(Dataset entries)
========================

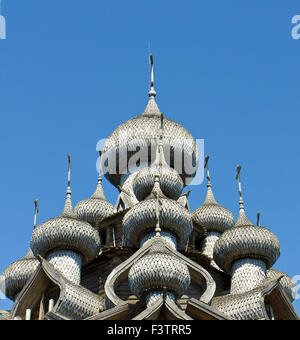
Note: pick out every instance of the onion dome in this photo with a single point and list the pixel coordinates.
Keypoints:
(96, 208)
(18, 273)
(66, 232)
(286, 282)
(170, 182)
(139, 133)
(159, 270)
(245, 240)
(211, 215)
(141, 218)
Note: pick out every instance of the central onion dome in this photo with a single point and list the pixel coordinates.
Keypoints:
(96, 208)
(157, 270)
(138, 134)
(140, 219)
(18, 273)
(171, 183)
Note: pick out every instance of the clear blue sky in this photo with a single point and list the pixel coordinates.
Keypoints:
(72, 71)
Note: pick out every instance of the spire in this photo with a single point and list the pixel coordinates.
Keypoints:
(99, 193)
(157, 229)
(160, 157)
(152, 92)
(68, 210)
(209, 199)
(258, 219)
(156, 191)
(152, 108)
(242, 219)
(36, 210)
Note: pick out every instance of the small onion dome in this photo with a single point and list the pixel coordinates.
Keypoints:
(18, 273)
(212, 216)
(139, 133)
(286, 282)
(245, 240)
(170, 182)
(66, 232)
(157, 270)
(141, 219)
(96, 208)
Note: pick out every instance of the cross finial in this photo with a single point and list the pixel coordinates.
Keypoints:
(207, 169)
(36, 210)
(152, 92)
(258, 219)
(69, 171)
(157, 228)
(238, 178)
(100, 165)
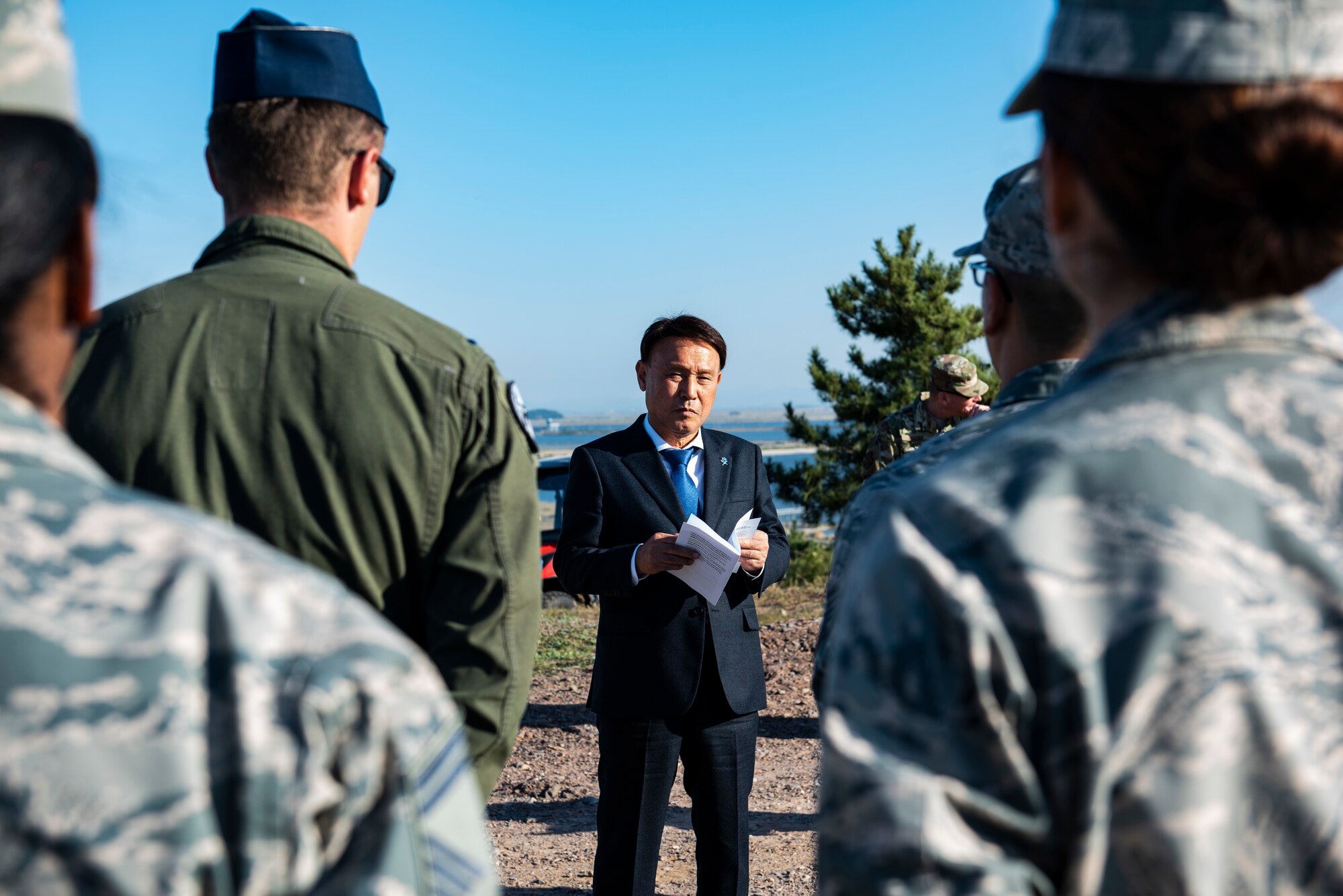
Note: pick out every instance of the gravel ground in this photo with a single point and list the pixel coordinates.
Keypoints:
(543, 815)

========================

Give back, exactly as written, the stretch from the line with "Note: pick out every instance of the small" through the line with "Note: pick out every instance of the cross", and no other lines from the records above.

§ Exercise answer
Note: pick out every instance of the small onion dome in this photo with a single point and list the pixel coordinates.
Keypoints:
(18, 273)
(212, 216)
(139, 133)
(286, 282)
(245, 240)
(170, 182)
(66, 232)
(157, 270)
(141, 219)
(96, 208)
Note: pick out every instance of the cross finial in this photo with a single point and list the pixel coordinates.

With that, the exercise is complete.